The data Start Marker

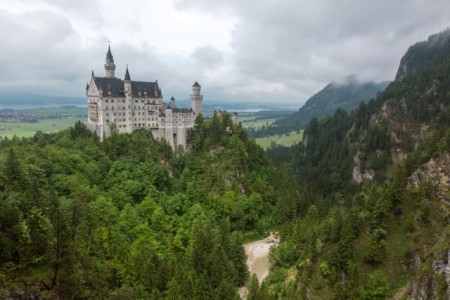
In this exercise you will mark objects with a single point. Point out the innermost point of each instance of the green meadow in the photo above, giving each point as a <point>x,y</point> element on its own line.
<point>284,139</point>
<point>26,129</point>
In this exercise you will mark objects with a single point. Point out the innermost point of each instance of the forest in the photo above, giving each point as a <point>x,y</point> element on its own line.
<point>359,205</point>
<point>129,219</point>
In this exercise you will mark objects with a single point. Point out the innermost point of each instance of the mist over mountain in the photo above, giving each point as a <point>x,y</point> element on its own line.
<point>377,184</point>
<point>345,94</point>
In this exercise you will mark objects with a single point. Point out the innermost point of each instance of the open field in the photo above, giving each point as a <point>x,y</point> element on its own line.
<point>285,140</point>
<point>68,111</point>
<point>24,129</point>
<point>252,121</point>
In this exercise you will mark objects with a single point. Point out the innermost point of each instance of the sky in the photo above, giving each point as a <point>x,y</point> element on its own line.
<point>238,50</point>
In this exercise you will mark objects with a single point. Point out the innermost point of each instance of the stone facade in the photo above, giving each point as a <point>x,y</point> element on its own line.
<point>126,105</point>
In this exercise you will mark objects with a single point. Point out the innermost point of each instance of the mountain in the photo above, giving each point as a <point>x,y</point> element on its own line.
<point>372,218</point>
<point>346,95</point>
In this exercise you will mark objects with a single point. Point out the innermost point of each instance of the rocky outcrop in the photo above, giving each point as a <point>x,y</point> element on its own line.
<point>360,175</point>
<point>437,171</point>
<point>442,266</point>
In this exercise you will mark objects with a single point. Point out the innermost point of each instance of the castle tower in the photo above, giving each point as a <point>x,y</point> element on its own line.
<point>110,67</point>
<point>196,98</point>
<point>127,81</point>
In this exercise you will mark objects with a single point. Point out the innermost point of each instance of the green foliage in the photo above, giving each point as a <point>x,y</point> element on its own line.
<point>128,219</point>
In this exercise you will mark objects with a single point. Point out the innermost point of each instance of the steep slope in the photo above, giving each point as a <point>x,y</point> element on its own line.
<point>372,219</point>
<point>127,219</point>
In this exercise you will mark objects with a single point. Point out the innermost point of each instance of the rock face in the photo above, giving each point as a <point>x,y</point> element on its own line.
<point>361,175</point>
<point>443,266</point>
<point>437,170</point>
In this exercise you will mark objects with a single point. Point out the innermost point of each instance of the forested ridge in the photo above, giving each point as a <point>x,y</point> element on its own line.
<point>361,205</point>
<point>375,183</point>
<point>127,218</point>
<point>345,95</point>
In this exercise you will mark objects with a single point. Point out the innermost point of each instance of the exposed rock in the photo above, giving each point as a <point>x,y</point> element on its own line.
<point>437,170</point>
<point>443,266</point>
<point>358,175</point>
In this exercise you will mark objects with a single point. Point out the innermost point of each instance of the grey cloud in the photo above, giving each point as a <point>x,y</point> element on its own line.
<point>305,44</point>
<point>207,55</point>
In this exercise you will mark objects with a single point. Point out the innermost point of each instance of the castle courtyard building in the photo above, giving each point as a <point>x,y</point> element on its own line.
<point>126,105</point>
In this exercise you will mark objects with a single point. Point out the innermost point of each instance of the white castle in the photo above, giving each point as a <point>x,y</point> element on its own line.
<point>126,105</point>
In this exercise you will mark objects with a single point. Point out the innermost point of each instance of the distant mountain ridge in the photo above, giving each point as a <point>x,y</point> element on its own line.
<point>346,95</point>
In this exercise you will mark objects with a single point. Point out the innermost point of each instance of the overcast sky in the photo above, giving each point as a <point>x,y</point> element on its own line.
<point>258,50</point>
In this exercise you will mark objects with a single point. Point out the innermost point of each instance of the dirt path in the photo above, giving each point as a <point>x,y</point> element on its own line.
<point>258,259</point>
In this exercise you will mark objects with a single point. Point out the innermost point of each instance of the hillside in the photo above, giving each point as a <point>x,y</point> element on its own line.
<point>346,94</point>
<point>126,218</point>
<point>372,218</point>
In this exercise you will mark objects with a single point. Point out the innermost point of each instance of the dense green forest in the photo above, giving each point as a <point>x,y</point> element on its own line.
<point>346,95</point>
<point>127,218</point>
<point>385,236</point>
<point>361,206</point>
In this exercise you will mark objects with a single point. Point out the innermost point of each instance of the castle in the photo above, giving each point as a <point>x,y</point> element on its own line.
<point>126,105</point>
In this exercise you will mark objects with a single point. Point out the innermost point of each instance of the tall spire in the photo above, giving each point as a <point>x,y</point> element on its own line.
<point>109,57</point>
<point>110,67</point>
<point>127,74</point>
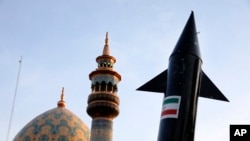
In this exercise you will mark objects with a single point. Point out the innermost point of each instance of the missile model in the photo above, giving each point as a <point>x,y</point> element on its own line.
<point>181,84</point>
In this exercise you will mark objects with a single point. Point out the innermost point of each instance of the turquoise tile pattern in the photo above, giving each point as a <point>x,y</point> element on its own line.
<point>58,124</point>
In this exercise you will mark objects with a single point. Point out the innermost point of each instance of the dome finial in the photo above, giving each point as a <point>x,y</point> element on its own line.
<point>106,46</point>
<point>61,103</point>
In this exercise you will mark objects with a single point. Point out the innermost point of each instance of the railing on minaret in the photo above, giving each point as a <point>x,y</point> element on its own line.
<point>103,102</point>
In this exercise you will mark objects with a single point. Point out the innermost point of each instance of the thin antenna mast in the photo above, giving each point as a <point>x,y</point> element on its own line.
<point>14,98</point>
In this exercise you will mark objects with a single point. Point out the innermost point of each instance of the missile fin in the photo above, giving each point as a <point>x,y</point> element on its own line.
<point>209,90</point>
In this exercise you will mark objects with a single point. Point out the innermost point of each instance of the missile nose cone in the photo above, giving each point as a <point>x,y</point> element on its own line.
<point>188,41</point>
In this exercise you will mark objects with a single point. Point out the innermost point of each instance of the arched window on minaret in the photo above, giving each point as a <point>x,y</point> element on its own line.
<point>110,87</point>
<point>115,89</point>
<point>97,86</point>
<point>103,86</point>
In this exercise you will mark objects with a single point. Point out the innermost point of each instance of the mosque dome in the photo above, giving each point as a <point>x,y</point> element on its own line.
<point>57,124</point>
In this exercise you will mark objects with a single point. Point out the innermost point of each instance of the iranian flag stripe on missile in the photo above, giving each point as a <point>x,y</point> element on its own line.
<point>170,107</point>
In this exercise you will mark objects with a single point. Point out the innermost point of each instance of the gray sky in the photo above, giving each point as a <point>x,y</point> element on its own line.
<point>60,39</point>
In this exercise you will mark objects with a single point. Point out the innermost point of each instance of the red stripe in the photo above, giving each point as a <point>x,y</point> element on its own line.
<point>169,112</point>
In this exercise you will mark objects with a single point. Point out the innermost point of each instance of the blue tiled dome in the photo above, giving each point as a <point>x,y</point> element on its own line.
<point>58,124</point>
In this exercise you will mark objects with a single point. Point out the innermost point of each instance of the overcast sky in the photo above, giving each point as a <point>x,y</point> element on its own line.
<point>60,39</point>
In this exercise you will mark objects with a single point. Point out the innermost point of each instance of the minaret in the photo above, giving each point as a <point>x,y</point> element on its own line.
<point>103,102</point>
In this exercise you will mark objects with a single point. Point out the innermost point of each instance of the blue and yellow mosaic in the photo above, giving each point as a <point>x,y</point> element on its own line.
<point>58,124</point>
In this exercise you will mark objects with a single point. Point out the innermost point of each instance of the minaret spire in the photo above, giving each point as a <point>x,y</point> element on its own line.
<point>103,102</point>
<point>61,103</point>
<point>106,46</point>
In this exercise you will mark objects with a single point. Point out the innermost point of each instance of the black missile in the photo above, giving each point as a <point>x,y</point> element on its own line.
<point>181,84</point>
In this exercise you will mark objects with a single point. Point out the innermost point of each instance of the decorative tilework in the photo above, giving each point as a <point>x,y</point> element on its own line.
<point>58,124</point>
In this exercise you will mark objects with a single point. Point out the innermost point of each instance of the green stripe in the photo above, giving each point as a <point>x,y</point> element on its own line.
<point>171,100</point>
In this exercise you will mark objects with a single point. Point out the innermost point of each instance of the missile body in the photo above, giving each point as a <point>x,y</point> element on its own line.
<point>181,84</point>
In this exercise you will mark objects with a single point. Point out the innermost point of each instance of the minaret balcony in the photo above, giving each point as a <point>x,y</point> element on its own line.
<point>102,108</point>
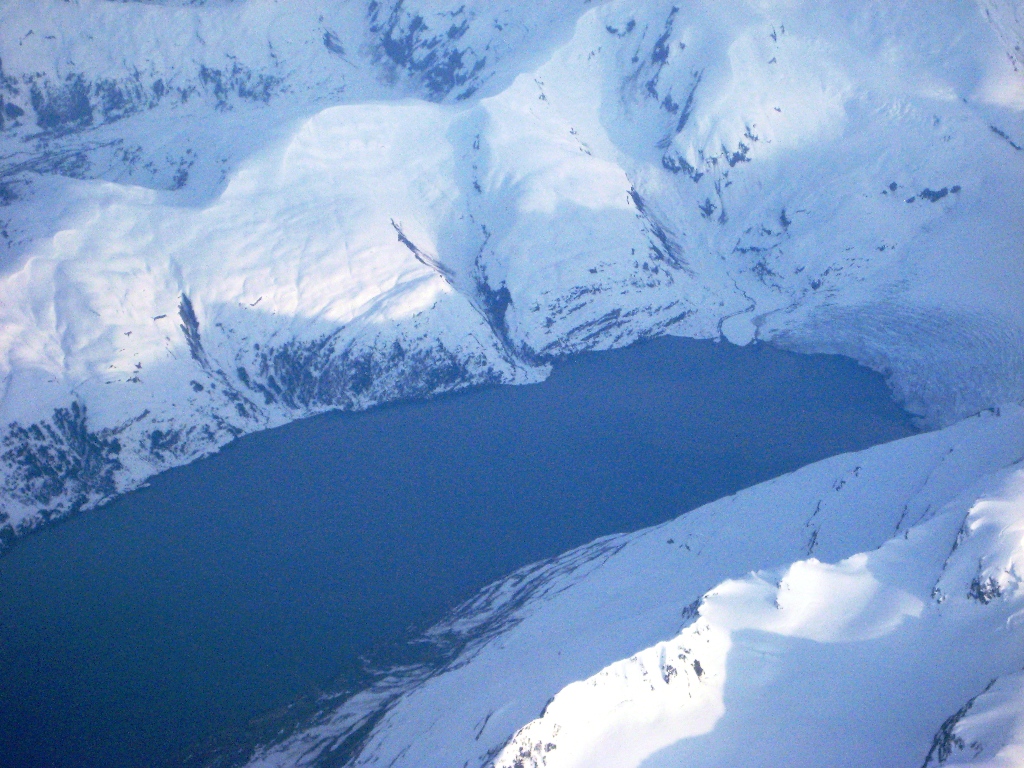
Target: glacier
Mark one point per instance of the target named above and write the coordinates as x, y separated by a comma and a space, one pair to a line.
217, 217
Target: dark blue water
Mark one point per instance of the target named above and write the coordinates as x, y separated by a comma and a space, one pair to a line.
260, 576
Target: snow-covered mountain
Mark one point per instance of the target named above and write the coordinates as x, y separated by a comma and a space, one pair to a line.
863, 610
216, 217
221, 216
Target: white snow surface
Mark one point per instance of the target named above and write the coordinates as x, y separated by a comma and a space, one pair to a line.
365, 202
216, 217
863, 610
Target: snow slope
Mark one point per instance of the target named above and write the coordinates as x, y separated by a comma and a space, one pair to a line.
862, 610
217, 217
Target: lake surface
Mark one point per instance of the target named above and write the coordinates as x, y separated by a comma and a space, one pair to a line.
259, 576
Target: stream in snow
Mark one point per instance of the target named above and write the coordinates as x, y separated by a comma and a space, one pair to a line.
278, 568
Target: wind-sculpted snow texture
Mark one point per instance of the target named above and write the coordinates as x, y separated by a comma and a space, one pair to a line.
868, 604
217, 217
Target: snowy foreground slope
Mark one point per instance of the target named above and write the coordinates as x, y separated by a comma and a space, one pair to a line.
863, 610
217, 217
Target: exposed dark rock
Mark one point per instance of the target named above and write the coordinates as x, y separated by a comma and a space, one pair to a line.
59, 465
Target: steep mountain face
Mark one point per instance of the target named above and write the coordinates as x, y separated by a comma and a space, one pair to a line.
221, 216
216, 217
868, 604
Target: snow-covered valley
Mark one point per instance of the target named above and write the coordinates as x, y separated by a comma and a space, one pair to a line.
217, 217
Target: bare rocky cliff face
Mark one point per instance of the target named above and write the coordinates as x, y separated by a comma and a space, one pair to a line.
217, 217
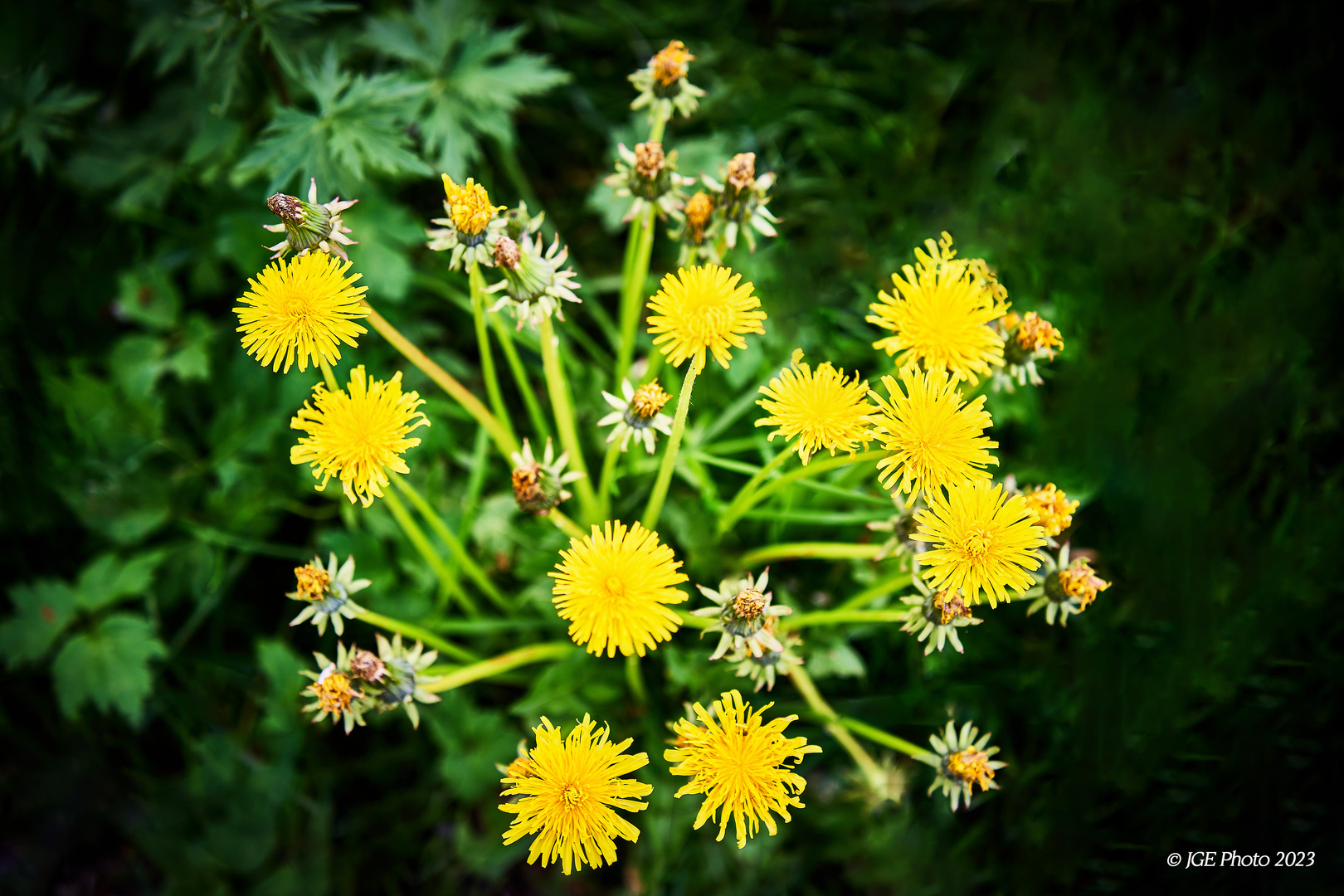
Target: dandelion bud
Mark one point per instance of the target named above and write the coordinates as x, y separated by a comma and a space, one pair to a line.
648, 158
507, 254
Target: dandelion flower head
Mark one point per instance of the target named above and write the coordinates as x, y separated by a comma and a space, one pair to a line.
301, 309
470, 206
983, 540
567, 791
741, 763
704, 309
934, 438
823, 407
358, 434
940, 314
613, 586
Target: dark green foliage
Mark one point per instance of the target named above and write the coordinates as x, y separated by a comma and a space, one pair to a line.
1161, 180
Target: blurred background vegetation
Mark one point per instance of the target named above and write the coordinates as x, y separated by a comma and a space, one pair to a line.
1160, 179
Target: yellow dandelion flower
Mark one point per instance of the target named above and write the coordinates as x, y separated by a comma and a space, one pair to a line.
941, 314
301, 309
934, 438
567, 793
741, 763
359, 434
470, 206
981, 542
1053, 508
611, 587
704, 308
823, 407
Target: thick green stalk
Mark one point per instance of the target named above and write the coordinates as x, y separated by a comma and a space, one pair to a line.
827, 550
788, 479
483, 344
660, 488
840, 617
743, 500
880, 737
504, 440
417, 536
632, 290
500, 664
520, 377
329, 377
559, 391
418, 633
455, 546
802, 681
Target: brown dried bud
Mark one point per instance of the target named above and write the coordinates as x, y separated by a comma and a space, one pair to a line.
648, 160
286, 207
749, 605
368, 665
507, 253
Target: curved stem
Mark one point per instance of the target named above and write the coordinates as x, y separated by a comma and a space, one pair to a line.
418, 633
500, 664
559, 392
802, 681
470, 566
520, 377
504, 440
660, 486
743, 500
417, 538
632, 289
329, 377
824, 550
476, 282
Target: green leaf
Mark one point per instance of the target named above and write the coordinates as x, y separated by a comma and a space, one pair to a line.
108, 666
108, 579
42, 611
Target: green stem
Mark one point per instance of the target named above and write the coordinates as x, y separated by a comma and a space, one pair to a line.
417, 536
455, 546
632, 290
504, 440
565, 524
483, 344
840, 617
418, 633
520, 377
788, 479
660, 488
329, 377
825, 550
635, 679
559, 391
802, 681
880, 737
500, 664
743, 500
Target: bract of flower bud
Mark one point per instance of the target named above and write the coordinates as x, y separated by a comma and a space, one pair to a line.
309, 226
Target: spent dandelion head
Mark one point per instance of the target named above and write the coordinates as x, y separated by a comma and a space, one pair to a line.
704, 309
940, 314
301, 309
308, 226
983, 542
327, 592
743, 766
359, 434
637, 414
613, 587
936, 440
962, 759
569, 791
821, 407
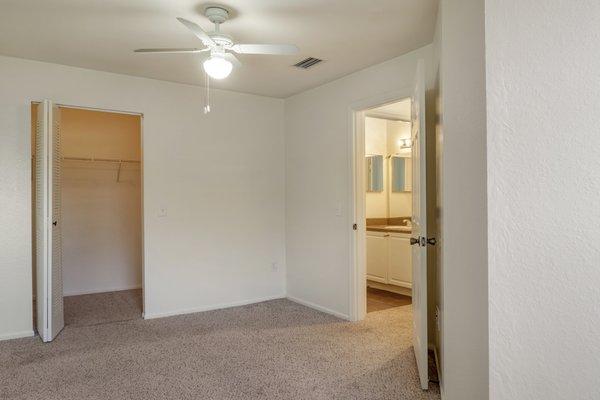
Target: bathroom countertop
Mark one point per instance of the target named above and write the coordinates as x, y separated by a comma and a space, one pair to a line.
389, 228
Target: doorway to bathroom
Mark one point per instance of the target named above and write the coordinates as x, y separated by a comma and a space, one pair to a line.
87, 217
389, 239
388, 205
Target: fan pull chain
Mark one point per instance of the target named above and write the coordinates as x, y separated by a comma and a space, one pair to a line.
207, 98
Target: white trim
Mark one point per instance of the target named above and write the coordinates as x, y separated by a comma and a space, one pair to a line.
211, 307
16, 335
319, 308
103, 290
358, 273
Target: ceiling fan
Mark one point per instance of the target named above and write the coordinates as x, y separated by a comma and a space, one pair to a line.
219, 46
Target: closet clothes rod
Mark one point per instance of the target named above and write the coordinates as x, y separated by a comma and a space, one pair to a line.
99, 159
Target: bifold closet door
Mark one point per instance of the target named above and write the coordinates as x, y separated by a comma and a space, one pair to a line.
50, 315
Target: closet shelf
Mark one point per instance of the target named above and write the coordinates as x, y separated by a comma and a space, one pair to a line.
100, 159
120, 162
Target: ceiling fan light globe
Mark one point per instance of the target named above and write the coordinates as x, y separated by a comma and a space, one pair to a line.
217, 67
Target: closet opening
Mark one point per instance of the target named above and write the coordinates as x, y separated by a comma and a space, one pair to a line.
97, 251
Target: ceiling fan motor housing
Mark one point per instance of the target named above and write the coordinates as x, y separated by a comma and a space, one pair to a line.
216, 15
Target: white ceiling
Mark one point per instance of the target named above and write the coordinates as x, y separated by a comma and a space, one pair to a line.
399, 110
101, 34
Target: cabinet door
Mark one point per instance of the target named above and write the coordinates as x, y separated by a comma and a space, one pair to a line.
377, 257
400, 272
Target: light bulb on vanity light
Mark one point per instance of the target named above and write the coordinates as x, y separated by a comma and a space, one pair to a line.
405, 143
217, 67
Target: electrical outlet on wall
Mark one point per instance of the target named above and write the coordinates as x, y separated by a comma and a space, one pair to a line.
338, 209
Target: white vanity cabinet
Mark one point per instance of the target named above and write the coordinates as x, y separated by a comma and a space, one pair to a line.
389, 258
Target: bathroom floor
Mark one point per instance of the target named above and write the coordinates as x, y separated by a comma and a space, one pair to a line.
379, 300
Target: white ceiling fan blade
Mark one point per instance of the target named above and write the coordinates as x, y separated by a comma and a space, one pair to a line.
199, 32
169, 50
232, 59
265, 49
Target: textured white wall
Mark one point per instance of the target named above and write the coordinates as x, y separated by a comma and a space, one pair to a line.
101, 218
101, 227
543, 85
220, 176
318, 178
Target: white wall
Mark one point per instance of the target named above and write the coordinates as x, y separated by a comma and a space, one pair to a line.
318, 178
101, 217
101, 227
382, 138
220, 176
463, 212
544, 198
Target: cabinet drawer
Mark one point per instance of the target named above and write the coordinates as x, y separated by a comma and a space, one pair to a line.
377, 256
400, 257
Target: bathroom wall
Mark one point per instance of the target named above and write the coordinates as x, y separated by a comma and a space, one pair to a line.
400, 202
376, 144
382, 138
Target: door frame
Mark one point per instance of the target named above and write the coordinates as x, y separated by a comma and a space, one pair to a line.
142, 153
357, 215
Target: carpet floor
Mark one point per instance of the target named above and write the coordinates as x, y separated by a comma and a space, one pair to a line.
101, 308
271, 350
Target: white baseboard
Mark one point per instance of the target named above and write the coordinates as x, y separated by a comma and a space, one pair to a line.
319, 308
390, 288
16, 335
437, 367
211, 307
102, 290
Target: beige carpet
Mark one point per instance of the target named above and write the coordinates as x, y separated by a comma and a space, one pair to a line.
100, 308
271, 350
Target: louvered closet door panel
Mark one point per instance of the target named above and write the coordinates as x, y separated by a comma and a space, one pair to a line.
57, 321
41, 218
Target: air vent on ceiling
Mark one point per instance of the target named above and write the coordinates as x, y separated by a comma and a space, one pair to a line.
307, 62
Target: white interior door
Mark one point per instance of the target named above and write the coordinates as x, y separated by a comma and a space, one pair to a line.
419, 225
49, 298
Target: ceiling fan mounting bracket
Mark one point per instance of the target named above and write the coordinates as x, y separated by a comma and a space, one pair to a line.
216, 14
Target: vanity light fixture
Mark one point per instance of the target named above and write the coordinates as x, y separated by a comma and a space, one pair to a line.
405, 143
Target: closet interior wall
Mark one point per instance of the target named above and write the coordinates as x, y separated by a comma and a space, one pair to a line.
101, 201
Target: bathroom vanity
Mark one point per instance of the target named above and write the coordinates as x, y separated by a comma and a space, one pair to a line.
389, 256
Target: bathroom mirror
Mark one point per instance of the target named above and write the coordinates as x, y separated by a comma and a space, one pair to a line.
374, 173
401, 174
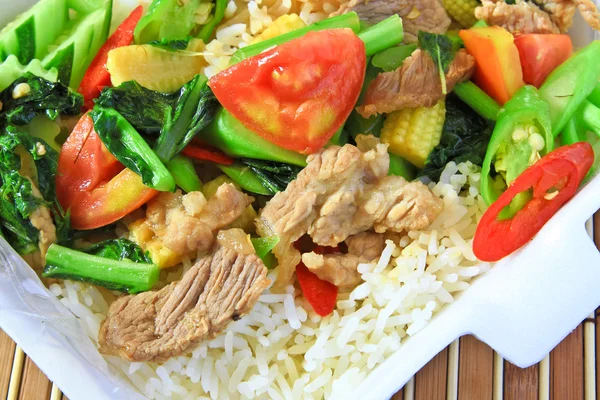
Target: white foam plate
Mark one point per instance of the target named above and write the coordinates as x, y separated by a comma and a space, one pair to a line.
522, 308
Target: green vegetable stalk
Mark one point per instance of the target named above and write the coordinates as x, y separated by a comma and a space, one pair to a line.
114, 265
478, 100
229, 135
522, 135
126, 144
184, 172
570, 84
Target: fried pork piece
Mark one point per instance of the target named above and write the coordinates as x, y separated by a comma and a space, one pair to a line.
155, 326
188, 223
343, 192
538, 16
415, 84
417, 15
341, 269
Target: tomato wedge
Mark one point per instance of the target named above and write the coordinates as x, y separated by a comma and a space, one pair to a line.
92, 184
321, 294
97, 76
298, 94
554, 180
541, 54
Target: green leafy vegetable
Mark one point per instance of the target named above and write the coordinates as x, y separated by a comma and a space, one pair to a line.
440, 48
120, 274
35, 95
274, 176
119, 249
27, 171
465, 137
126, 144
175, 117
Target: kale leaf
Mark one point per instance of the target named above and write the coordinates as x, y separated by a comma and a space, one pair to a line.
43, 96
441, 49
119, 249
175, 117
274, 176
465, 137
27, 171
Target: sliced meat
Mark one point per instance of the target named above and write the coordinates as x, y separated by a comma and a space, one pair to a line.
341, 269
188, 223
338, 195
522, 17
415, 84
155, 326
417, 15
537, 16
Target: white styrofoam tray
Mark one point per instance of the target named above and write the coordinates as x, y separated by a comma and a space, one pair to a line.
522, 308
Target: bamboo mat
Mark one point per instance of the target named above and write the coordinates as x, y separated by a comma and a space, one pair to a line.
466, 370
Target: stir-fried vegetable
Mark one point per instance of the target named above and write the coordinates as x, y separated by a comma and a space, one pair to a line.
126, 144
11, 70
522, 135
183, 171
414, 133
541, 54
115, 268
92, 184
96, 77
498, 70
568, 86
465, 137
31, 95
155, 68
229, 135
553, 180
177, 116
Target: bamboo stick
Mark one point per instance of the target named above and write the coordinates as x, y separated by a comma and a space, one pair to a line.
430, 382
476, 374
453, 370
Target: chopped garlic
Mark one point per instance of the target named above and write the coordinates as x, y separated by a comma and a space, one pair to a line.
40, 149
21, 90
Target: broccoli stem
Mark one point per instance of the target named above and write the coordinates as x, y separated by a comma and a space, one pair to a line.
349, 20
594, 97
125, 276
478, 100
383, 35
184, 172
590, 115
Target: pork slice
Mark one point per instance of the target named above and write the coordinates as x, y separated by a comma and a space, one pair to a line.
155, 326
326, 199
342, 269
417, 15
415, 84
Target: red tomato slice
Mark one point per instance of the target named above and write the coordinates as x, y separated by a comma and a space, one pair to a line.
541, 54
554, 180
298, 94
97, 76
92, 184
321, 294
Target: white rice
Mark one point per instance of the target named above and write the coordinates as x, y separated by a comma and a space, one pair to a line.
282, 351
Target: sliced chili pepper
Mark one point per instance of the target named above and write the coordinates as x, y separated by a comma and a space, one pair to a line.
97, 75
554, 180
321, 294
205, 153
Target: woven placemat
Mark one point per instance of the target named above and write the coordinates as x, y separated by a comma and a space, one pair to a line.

The data End Marker

Problem details:
Look above for the line with "Target: chopped garlic" and the line with "Target: red tomato slice". Write out those two lines and all the lines between them, exactly, and no others.

Exercise output:
Target: chopped garlic
Mark one point per instance of the target named above and write the coordinates as x, y separated by a comma and a space, one pair to a line.
40, 149
21, 90
Target: broccoli stem
Mark one point per instance of the target named above and write the coordinates as x, y separated by a comma and a space, one pair to a line.
349, 20
594, 97
125, 276
478, 100
383, 35
184, 172
590, 115
Target: pork slice
Mark one point per instance of the target named above and write the coordinates as x, y separated by a comma and a space, one pair to a line.
155, 326
326, 199
342, 269
417, 15
415, 84
Target: red tomato slice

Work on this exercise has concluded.